TASK ITEM.
Each entry needs to be reproduced verbatim.

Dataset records
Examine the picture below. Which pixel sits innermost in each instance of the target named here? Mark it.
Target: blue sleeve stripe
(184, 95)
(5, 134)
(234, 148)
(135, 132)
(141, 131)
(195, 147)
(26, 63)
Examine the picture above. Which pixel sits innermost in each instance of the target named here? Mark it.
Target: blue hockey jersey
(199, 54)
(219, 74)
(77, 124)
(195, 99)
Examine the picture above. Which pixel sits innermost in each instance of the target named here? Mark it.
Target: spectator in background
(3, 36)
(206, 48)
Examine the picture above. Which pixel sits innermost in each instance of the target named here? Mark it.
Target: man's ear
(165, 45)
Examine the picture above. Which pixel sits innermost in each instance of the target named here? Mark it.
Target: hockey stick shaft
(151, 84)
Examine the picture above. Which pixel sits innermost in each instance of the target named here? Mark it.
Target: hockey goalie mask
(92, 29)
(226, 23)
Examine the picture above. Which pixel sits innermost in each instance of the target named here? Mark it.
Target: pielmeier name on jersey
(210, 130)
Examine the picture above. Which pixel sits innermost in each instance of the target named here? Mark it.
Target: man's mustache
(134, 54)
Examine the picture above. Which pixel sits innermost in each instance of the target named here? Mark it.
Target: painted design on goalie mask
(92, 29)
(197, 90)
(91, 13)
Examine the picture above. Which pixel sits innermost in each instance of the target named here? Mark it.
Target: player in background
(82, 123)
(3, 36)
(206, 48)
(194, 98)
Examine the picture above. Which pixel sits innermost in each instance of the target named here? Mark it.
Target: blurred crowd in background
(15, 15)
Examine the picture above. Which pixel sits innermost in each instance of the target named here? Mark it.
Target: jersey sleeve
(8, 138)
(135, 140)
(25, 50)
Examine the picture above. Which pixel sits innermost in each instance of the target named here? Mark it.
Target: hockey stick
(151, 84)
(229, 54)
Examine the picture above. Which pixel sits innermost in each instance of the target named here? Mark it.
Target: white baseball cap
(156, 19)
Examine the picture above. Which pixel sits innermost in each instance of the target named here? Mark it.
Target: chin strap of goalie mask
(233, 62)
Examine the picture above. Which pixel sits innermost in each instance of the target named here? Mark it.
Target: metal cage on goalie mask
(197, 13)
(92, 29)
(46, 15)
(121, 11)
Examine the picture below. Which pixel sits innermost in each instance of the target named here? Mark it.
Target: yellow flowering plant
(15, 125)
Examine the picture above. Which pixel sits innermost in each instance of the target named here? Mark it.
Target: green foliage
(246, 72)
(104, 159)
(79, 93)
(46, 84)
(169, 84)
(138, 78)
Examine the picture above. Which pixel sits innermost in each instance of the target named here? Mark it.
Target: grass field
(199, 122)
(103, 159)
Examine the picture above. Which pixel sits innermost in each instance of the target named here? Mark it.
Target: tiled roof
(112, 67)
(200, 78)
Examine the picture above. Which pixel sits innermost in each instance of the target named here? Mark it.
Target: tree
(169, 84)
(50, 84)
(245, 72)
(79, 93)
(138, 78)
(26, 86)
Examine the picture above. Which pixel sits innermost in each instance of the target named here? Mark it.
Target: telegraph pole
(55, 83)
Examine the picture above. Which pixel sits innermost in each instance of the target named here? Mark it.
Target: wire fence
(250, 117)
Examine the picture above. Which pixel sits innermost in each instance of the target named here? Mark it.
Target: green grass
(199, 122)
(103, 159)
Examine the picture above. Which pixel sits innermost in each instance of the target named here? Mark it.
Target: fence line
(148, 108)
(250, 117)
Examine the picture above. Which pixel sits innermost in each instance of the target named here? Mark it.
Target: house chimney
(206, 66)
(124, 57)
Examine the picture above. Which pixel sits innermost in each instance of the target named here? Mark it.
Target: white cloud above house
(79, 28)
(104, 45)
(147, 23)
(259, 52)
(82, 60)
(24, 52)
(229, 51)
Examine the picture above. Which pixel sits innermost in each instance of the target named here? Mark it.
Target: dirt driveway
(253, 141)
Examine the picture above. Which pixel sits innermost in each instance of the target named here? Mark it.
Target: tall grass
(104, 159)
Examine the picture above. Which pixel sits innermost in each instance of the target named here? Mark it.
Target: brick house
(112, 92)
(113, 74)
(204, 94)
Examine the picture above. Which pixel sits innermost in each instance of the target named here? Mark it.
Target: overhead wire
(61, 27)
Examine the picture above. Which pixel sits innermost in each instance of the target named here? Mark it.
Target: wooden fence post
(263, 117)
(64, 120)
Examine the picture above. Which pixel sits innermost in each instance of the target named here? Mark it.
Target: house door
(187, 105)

ANSWER BELOW.
Examine the picture below. Which pixel sits innermost in each instance of the target named here? Mark it.
Target: blue sleeve stripe
(184, 95)
(5, 134)
(234, 148)
(135, 132)
(141, 131)
(195, 147)
(26, 63)
Examine the picture above. Which pixel sits innermost in each instance of the target named here? Mark it.
Target: blue hockey jersey
(199, 54)
(219, 74)
(77, 124)
(195, 99)
Examine the picture above. Which pixel sits innermost in each instance of the target named here? Mark it.
Target: spectator in background
(3, 36)
(206, 48)
Examine the picture above. Which pixel sits innermost in each instance of the target named here? Mark it.
Target: man's ear
(165, 45)
Examine the picture above. Which pixel sits innermost in each instance of the target named here? Mark it.
Target: hockey stick shaft
(151, 84)
Examine the picture above. Which pixel sits innermost in each instance of the target named here? Mark it.
Target: hockey goalie mask
(92, 29)
(226, 23)
Examine the picture above. Which pixel sits innermost in each instance of the target named here? Mark it.
Target: pielmeier name on jersey
(210, 130)
Examine the picture above. Which pixel sits innermost in each instance of the target named here? Mark it.
Target: man's mustache
(134, 54)
Examine the picture above. Which pixel sits innermost in each instance of the target named here? Mark it.
Target: painted design on goalie mask
(92, 29)
(197, 90)
(91, 13)
Examine the picture above. Which pixel sits innermost in each instance of the target named here? Mark it.
Target: player in background
(82, 123)
(3, 36)
(206, 48)
(194, 98)
Examine the picture above. Which pixel sits innermost in each instance of the target named here? Mark it.
Target: blurred crowd in background
(15, 15)
Examine the picture above. Which pixel sits innermost in each instance of the target named here? Mark it.
Target: jersey sleeve
(8, 138)
(135, 140)
(25, 50)
Examine the picture above. Which pixel sits innermost in each instance of the target named here? Mark it.
Target: hockey stick
(151, 84)
(229, 54)
Examine the picture above. Which pixel sits innermost in each instance of the target named here? Mark it.
Target: white baseball cap
(156, 19)
Examine the picture above. Which pixel sits innermost in each instance of the target named here? Mark it.
Target: chin strap of goalie mask
(233, 62)
Examine the picture above. Which pixel sits innermost in each instance of the target named here? Mark it.
Target: metal cage on goalie mask
(197, 13)
(92, 29)
(46, 15)
(121, 11)
Examine the picture below. Which pixel sits innermost in each instance of the target named here? Mark it.
Target: yellow flowering plant
(15, 125)
Examine the picture above. Which pixel sits innermost in each instance of the target named here? Mark it.
Target: green foliage
(246, 72)
(104, 159)
(79, 93)
(46, 84)
(169, 84)
(138, 78)
Examine the picture above. Which pixel sits innermost in each instance of the target named here? Mark it.
Target: grass field
(199, 122)
(103, 159)
Examine the picture above. Which pixel sits innermost in each instance of the target named here? Mark it.
Target: tiled roof
(112, 67)
(200, 78)
Examine the picture above. Which pixel sits innermost in each instance of the target named here? Mark it.
Target: tree
(169, 84)
(50, 84)
(245, 72)
(79, 93)
(138, 78)
(26, 86)
Examine the picture above. Which pixel sits innermost in each instance of the target named here? Mark it.
Target: telegraph pole
(55, 83)
Examine the picture above. Which pixel sits innermost in each instance of the target named here? Mark it.
Target: wire fence
(250, 117)
Examine the picture above. Which pixel sits innermost in each instance of the target named here? Mark it.
Target: green grass
(199, 122)
(103, 159)
Examine the picture above. Which pixel sits innermost in each instance of the target named here? Mark it.
Target: fence line
(148, 108)
(250, 117)
Examine the picture above. Which pixel sits innermost in each instance of the target named here? Mark it.
Target: house chimney
(206, 66)
(124, 57)
Examine the picture above. Which pixel sits innermost in each instance of the target named here? Mark it.
Target: white cloud above house
(79, 28)
(104, 45)
(147, 23)
(259, 52)
(82, 60)
(24, 52)
(229, 51)
Examine the picture above. Which pixel sits innermost in each instance of the target named here? Mark it.
Target: dirt driveway
(253, 141)
Examine the picture above. Which pixel sits innermost in each instance of the target named here? Mark it.
Target: tall grass
(104, 159)
Examine the picture above. Which pixel sits innermost in each instance of the target named here? Mark it.
Target: brick house
(112, 92)
(113, 74)
(204, 94)
Examine the picture above. Which pixel sits innermost in each instance of the target named here? Mark it.
Target: overhead wire
(61, 27)
Examine the picture above. Which pixel sits innermost in each instance of the target named here? Mark it.
Target: wooden fence post
(263, 117)
(64, 120)
Examine the picture above. Which pixel sits innermost in each instance of the target named here? Mark it.
Target: house door
(187, 105)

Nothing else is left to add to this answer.